• **GIVEN TASK**: Render the material's lines as a JSON list of strings, one string per line and blank lines omitted. Include only the lines from the one containing "Provide the mask of every instance of the forested" through the last line of the material, with both ends included.

Records from a data source
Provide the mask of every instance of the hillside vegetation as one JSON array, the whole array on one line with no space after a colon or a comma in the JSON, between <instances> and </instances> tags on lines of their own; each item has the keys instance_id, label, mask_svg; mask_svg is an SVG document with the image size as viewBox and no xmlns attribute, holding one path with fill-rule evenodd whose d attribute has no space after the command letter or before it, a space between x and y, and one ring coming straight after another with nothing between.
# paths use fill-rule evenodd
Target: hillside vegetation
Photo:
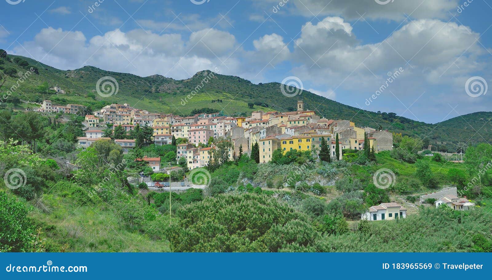
<instances>
[{"instance_id":1,"label":"hillside vegetation","mask_svg":"<svg viewBox=\"0 0 492 280\"><path fill-rule=\"evenodd\" d=\"M24 62L20 62L20 65L14 62L15 59L25 61L29 65L26 66ZM17 83L19 72L25 72L26 69L34 66L38 73L30 76L11 96L3 100L1 106L7 107L36 107L21 103L20 98L38 102L50 99L56 104L91 105L94 110L111 103L126 103L153 112L173 113L182 116L203 108L222 111L227 115L244 116L257 110L293 110L298 98L301 98L306 109L315 109L316 114L322 117L350 120L361 126L378 128L380 125L392 132L419 137L442 151L454 152L461 147L492 142L492 123L489 122L492 119L492 112L490 112L470 114L430 124L399 117L394 113L361 110L307 91L302 91L297 96L286 98L282 94L281 85L278 83L255 85L239 77L220 75L210 70L198 72L187 79L175 80L158 75L142 77L90 66L63 71L31 59L10 55L0 59L0 70L10 73L4 75L6 81L0 89L2 95ZM95 85L99 79L105 76L114 78L119 88L117 94L102 97L97 94ZM208 82L204 82L206 77ZM56 85L65 90L66 93L57 95L47 89ZM196 90L196 94L191 98L187 97L198 85L203 85L203 88ZM217 99L219 101L214 102ZM250 108L248 103L255 105ZM478 131L479 133L472 137Z\"/></svg>"}]
</instances>

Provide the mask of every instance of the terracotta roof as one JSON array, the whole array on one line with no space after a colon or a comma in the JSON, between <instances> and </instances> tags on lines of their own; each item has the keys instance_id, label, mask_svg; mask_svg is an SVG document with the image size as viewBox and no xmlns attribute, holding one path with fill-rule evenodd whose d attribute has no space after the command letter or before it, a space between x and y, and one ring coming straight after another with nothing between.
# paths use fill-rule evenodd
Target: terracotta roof
<instances>
[{"instance_id":1,"label":"terracotta roof","mask_svg":"<svg viewBox=\"0 0 492 280\"><path fill-rule=\"evenodd\" d=\"M101 140L101 139L111 140L111 138L109 137L99 137L97 138L90 138L89 137L77 137L77 139L78 140L93 140L93 141L97 141L98 140Z\"/></svg>"},{"instance_id":2,"label":"terracotta roof","mask_svg":"<svg viewBox=\"0 0 492 280\"><path fill-rule=\"evenodd\" d=\"M137 158L136 160L139 160L141 161L142 160L145 160L146 161L160 161L160 157L147 157L147 156L144 156L143 158Z\"/></svg>"},{"instance_id":3,"label":"terracotta roof","mask_svg":"<svg viewBox=\"0 0 492 280\"><path fill-rule=\"evenodd\" d=\"M381 203L380 204L386 208L392 208L392 207L401 207L401 205L400 205L396 202L386 202L384 203Z\"/></svg>"}]
</instances>

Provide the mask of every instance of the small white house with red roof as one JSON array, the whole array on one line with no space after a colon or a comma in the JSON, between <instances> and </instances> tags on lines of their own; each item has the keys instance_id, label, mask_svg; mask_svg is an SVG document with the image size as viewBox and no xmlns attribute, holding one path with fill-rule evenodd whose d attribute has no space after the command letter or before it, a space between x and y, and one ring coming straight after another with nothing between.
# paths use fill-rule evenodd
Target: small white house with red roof
<instances>
[{"instance_id":1,"label":"small white house with red roof","mask_svg":"<svg viewBox=\"0 0 492 280\"><path fill-rule=\"evenodd\" d=\"M396 202L387 202L371 206L361 219L368 220L393 220L406 217L406 209Z\"/></svg>"}]
</instances>

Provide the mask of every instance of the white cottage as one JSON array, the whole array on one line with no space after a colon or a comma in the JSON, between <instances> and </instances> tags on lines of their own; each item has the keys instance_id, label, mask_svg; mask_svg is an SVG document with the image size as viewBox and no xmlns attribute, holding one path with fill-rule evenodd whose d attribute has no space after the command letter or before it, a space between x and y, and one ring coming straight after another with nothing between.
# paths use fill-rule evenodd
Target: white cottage
<instances>
[{"instance_id":1,"label":"white cottage","mask_svg":"<svg viewBox=\"0 0 492 280\"><path fill-rule=\"evenodd\" d=\"M466 198L460 198L456 195L448 194L443 195L435 201L436 208L441 204L446 204L455 210L469 210L475 206L475 203L468 201Z\"/></svg>"},{"instance_id":2,"label":"white cottage","mask_svg":"<svg viewBox=\"0 0 492 280\"><path fill-rule=\"evenodd\" d=\"M406 209L404 207L395 202L388 202L371 206L362 214L361 219L392 220L406 217Z\"/></svg>"}]
</instances>

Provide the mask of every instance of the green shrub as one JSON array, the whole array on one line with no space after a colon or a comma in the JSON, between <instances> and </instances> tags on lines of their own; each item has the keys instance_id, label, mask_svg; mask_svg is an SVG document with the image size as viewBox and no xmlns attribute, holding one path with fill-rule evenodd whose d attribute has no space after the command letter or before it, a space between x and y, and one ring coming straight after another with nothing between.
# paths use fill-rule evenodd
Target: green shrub
<instances>
[{"instance_id":1,"label":"green shrub","mask_svg":"<svg viewBox=\"0 0 492 280\"><path fill-rule=\"evenodd\" d=\"M102 201L93 189L86 188L75 183L64 180L56 183L51 189L58 192L61 196L72 199L80 205L95 205Z\"/></svg>"},{"instance_id":2,"label":"green shrub","mask_svg":"<svg viewBox=\"0 0 492 280\"><path fill-rule=\"evenodd\" d=\"M179 221L166 230L173 251L312 251L310 242L319 237L305 215L252 193L207 197L176 216Z\"/></svg>"},{"instance_id":3,"label":"green shrub","mask_svg":"<svg viewBox=\"0 0 492 280\"><path fill-rule=\"evenodd\" d=\"M29 251L34 240L28 208L0 191L0 252Z\"/></svg>"}]
</instances>

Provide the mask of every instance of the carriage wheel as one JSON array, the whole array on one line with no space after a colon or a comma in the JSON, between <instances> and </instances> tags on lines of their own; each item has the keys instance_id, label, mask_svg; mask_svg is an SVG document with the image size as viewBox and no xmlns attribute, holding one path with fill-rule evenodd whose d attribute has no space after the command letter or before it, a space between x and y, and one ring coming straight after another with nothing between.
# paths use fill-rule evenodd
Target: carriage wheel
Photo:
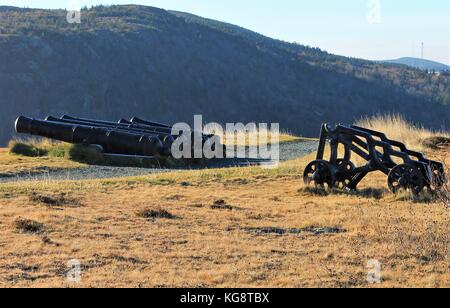
<instances>
[{"instance_id":1,"label":"carriage wheel","mask_svg":"<svg viewBox=\"0 0 450 308\"><path fill-rule=\"evenodd\" d=\"M425 179L419 169L410 164L395 166L388 176L389 189L395 194L400 189L418 195L425 187Z\"/></svg>"},{"instance_id":2,"label":"carriage wheel","mask_svg":"<svg viewBox=\"0 0 450 308\"><path fill-rule=\"evenodd\" d=\"M440 190L448 182L445 171L443 168L432 165L431 172L433 178L430 186L433 190Z\"/></svg>"},{"instance_id":3,"label":"carriage wheel","mask_svg":"<svg viewBox=\"0 0 450 308\"><path fill-rule=\"evenodd\" d=\"M322 188L325 188L325 185L332 188L336 183L332 167L325 160L315 160L306 166L303 181L306 185L314 183Z\"/></svg>"},{"instance_id":4,"label":"carriage wheel","mask_svg":"<svg viewBox=\"0 0 450 308\"><path fill-rule=\"evenodd\" d=\"M352 180L352 171L356 166L351 161L346 161L342 158L336 161L338 172L336 174L336 187L344 189L348 187Z\"/></svg>"}]
</instances>

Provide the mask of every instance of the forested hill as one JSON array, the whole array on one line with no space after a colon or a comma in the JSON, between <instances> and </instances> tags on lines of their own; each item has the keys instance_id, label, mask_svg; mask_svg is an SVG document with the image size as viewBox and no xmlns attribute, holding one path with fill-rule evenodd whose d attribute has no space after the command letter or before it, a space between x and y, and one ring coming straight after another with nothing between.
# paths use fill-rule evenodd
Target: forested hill
<instances>
[{"instance_id":1,"label":"forested hill","mask_svg":"<svg viewBox=\"0 0 450 308\"><path fill-rule=\"evenodd\" d=\"M317 135L322 122L402 113L450 123L450 77L334 56L186 13L94 7L0 7L0 143L17 115L70 113L161 122L280 122Z\"/></svg>"}]
</instances>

• **CORRECT ANSWER**:
[
  "Provide the mask of every instance of the forested hill as one JSON array, the whole array on one line with no space after a colon or a comma in the JSON, between <instances> and </instances> tags on lines of their own; each item has the keys instance_id, label, mask_svg; mask_svg is an SVG document with the image size as viewBox and no xmlns attribute, holding one path with fill-rule evenodd whose d attribute has no space after the command letter or before it, a space between x and y, and one ring coming straight after another with nothing between.",
  "# paths use fill-rule evenodd",
  "Target: forested hill",
  "<instances>",
  "[{\"instance_id\":1,\"label\":\"forested hill\",\"mask_svg\":\"<svg viewBox=\\\"0 0 450 308\\\"><path fill-rule=\\\"evenodd\\\" d=\\\"M317 135L322 122L402 113L450 123L450 77L334 56L186 13L94 7L0 7L0 143L17 115L70 113L161 122L280 122Z\\\"/></svg>\"}]",
  "</instances>"
]